* start EXCERPTED TEXT *

Create Your First Application on AWS EKS Cluster

This article guides you to set up your Kubernetes cluster in AWS EKS and to create your very first application in EKS Cluster. AWS EKS allows you to create your own Kubernetes clusters in the AWS cloud very quickly and easily.

First, let’s look at how to create the AWS EKS Kubernetes cluster.

Section One: Creating Kubernetes Cluster

1. Create an AWS IAM service role

You need to create an IAM role that allows Kubernetes to create AWS resources.

Navigate to AWS IAM Console and to “Roles” section and click “Create Role”. Select “AWS services” as the trusted entity and “EKS” as the service type and select “EKS” as the use case.

Then click “Permissions” and proceed until you get the below window at the 4th step and then give a suitable name .

Then give a suitable description for the role and click “Create Role”. You can use this role in the 3rd step when creating the EKS cluster.

2. Create a VPC to deploy the cluster

Navigate to “AWS CloudFormation” and click on “Create Stack” and give below URL as “Amazon S3 URL”.

https://amazon-eks.s3-us-west-2.amazonaws.com/cloudformation/2019-02-11/amazon-eks-vpc-sample.yaml

After giving the stack name review the details and click “Create” to proceed.

Once the stack creation completes, go to outputs and copy the contents to a local file. There you can have the SecurityGroups, VpcId and SubnetIds details. This information is needed when creating an EKS cluster in the next steps.

* end EXCERPTED TEXT *
* start RECORD SET *

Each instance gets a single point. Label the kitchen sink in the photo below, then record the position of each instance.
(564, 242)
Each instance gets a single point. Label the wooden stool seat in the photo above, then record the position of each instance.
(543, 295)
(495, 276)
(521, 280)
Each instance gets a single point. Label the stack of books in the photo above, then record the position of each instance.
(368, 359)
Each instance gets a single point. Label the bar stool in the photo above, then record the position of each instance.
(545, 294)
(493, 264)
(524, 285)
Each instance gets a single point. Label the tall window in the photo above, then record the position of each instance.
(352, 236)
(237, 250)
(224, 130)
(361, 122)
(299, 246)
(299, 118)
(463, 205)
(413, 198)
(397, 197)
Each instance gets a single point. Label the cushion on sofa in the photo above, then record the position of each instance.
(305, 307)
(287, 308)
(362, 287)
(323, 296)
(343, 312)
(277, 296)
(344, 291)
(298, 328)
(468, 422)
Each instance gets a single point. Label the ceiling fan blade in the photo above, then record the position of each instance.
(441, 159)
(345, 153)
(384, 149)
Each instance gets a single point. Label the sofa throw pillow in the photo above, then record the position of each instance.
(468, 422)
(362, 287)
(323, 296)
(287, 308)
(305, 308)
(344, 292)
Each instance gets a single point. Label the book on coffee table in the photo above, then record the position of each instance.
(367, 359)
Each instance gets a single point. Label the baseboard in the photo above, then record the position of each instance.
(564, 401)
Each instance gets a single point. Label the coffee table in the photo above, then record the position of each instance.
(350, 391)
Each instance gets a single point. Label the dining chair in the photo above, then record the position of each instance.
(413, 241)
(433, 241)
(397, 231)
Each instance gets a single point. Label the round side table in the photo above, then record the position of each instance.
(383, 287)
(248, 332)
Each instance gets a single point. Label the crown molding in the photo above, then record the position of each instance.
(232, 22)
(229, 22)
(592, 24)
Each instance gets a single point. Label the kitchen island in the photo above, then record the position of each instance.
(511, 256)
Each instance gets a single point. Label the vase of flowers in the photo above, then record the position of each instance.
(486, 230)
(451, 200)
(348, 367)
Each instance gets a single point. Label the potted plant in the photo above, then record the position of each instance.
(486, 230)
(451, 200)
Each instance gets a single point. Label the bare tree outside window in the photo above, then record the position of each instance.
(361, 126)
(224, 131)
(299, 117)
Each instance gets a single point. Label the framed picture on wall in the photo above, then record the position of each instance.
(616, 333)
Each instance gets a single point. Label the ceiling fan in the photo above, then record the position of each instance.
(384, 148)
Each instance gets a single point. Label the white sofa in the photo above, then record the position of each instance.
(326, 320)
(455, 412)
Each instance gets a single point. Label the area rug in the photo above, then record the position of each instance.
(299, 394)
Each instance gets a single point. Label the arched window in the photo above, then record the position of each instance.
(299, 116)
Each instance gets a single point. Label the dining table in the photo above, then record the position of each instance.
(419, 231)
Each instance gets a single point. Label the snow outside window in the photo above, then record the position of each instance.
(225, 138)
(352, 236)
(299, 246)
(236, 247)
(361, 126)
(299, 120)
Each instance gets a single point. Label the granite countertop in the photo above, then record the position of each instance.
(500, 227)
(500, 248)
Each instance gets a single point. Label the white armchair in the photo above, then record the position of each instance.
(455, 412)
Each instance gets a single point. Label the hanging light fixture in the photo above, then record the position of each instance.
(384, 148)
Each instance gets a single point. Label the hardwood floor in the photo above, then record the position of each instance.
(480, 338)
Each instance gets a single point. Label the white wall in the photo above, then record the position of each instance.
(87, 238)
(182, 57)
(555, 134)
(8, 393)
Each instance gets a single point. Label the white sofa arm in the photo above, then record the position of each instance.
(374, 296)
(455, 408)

* end RECORD SET *

# WHAT IS BEING ASKED:
According to the EKS cluster guide, which details can you find in the stack outputs once the stack creation completes?

# RESPONSE FOR THIS EXERCISE:
The SecurityGroups, VpcId and SubnetIds details.